Exercise aim
Copy every line of the records below that contains the word "neighboring".

Given data
+--

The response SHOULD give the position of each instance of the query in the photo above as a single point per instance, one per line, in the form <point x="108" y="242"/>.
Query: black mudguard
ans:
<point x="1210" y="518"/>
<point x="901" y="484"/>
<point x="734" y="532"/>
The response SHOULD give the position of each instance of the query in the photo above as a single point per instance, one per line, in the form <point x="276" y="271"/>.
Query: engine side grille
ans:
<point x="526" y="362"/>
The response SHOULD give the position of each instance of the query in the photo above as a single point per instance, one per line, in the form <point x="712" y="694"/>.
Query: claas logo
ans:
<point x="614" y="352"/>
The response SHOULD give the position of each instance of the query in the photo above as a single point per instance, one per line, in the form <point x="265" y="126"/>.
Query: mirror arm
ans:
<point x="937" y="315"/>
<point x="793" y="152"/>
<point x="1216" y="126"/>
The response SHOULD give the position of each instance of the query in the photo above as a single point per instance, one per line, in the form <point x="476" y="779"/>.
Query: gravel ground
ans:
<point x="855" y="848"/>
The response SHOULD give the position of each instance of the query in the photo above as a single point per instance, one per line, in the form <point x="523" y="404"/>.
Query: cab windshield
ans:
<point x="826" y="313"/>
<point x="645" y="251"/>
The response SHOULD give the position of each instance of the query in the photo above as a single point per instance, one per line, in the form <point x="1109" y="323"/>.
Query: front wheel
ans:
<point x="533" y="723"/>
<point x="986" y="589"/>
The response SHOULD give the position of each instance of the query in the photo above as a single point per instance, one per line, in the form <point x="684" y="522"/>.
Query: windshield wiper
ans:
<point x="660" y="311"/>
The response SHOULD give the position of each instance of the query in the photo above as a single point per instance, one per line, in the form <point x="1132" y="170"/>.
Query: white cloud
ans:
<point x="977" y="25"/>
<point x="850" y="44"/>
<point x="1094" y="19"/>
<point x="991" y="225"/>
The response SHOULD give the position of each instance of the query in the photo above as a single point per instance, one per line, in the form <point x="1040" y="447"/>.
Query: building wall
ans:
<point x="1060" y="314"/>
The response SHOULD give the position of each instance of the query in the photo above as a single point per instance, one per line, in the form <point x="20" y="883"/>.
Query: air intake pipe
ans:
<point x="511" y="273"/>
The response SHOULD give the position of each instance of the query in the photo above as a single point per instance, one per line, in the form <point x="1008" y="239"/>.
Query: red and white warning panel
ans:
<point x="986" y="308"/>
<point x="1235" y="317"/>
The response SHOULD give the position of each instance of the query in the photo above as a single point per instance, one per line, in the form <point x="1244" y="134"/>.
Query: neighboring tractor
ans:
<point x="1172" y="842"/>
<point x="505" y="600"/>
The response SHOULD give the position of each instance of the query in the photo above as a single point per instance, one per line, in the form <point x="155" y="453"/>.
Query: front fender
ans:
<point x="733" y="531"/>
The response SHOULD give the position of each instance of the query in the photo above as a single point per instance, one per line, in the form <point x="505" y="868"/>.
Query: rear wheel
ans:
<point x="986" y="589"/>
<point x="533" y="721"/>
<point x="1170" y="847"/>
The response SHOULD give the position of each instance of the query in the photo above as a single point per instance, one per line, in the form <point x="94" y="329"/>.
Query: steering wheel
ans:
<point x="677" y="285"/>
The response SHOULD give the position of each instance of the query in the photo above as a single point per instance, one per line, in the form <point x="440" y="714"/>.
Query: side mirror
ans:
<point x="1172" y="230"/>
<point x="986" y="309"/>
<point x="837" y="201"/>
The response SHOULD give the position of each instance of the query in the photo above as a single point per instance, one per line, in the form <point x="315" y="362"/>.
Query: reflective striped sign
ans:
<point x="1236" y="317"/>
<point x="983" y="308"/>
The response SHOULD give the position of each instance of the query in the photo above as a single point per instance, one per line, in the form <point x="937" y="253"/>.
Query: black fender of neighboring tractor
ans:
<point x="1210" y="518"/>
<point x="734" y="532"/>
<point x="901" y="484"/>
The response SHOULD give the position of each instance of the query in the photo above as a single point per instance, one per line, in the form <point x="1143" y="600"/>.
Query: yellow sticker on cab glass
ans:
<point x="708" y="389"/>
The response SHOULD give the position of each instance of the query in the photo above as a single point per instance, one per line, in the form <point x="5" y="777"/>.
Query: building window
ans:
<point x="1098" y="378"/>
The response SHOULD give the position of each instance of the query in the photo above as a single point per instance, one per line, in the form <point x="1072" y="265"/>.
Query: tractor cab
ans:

+--

Reply
Query: neighboring tractor
Query: black fender of neighboring tractor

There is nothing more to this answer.